#### EXTRACT TO READ:
<<<<
EGG HARBOR TOWNSHIP - A new firehouse at Atlantic City International Airport will replace a smaller, decades-old facility to make the department more efficient and help reduce response times.
The new building, at 40,700 square feet, is more than double the size of the old building and cost about $15.4 million. It was 95 percent funded by a Federal Aviation Administration grant and a 5 percent match by the South Jersey Transportation Authority, said SJTA acting Executive Director Sam Donelson. The FAA grant was a competitive grant for airport improvements.
The airport fire and EMS departments were previously housed in a building about one mile away from the new facility on the William J. Hughes Technical Center property, according to airport fire Chief Ed Conrow. The space in the 1960s building was so limited that some of the trucks were parked outside the building and other equipment was housed in a building near the new facility.
"We actually had to park a couple of our firetrucks outside, which you don't want to do with a $300,000 piece of equipment," Donelson said at the ribbon-cutting for the new firehouse Friday.
A larger facility, updated equipment and proximity to the airstrip were considered in order to create a more efficient emergency response team, Donelson said. The new facility is separated into three areas: living quarters, administration and the engine bay.
>>>>
#### EXTRACTED RECORDS:
<<<<
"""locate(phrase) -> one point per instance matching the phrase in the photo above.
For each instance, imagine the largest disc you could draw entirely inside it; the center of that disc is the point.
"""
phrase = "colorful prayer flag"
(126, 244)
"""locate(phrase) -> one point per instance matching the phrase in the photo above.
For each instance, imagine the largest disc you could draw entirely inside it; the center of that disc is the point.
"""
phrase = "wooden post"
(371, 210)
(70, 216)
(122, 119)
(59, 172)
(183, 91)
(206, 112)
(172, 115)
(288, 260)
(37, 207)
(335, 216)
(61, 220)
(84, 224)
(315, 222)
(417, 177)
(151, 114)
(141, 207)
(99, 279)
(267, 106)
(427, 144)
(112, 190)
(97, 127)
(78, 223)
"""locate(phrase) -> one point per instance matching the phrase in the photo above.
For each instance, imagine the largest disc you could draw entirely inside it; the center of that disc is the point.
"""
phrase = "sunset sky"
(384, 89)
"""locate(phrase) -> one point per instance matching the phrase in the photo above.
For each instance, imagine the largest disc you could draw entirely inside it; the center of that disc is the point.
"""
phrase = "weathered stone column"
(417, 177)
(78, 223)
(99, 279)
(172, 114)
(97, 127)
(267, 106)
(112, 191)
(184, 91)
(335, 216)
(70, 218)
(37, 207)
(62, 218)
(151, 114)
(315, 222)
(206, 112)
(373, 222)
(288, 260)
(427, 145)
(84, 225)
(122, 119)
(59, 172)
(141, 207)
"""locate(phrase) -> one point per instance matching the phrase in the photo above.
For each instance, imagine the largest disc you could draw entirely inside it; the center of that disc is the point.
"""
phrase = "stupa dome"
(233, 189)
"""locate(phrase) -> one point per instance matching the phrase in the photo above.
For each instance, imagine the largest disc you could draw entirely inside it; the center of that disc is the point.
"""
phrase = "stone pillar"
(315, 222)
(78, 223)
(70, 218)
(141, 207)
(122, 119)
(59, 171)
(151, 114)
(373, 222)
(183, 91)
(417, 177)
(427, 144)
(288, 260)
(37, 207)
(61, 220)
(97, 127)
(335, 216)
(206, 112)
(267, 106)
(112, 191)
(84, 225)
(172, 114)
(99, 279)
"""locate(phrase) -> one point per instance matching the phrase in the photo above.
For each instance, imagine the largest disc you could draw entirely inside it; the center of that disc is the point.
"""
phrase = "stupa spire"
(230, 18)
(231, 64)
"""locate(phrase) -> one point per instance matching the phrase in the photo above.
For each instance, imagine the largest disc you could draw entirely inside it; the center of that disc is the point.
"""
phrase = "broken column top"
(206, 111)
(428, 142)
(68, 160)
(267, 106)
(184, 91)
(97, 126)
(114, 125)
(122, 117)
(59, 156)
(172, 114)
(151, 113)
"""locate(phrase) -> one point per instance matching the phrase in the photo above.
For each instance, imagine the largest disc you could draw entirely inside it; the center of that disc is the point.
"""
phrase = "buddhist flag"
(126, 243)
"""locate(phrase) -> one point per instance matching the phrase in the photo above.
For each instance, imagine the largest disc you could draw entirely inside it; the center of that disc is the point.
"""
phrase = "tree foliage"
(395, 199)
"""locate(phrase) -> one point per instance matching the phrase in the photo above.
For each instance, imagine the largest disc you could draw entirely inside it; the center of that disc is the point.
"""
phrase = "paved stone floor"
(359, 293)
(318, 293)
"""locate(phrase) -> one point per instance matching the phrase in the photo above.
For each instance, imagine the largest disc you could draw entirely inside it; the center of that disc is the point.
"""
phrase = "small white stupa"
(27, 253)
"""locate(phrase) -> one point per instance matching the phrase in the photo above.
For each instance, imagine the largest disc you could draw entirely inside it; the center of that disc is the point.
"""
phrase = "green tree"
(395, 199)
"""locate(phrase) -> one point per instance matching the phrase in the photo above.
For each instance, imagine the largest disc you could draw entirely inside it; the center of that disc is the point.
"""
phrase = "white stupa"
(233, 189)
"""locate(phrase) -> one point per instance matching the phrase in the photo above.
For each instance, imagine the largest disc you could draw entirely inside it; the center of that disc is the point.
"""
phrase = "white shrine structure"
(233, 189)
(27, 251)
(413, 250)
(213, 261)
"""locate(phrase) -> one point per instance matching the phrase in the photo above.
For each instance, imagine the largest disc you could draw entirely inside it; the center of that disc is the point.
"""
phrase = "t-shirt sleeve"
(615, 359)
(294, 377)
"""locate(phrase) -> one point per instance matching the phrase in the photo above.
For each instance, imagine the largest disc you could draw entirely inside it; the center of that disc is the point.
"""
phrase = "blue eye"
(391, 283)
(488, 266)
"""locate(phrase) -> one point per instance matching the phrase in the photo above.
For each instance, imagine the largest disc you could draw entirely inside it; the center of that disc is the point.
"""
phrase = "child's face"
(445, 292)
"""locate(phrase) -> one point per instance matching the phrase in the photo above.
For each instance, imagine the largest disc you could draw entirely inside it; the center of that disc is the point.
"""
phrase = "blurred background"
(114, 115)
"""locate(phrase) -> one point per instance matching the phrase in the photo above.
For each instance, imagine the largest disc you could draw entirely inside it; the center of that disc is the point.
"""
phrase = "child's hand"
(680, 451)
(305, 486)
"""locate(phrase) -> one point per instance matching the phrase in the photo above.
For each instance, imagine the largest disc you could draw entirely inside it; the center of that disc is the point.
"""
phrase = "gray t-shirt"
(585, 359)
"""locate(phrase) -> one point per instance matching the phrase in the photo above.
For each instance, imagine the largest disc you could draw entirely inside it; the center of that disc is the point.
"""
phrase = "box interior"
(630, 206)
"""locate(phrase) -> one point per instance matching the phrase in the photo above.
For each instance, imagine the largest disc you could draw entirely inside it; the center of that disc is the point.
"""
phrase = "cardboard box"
>>>>
#### PARTS OF THE EXERCISE:
• a. Name the areas into which the new facility is divided, according to the article about the airport firehouse.
• b. Reproduce the article about the airport firehouse word for word from "The airport fire" to "the new facility.".
Base your work on the article about the airport firehouse alone.

#### ANSWERS FOR THIS EXERCISE:
• a. Living quarters, administration, and the engine bay.

• b.
The airport fire and EMS departments were previously housed in a building about one mile away from the new facility on the William J. Hughes Technical Center property, according to airport fire Chief Ed Conrow. The space in the 1960s building was so limited that some of the trucks were parked outside the building and other equipment was housed in a building near the new facility.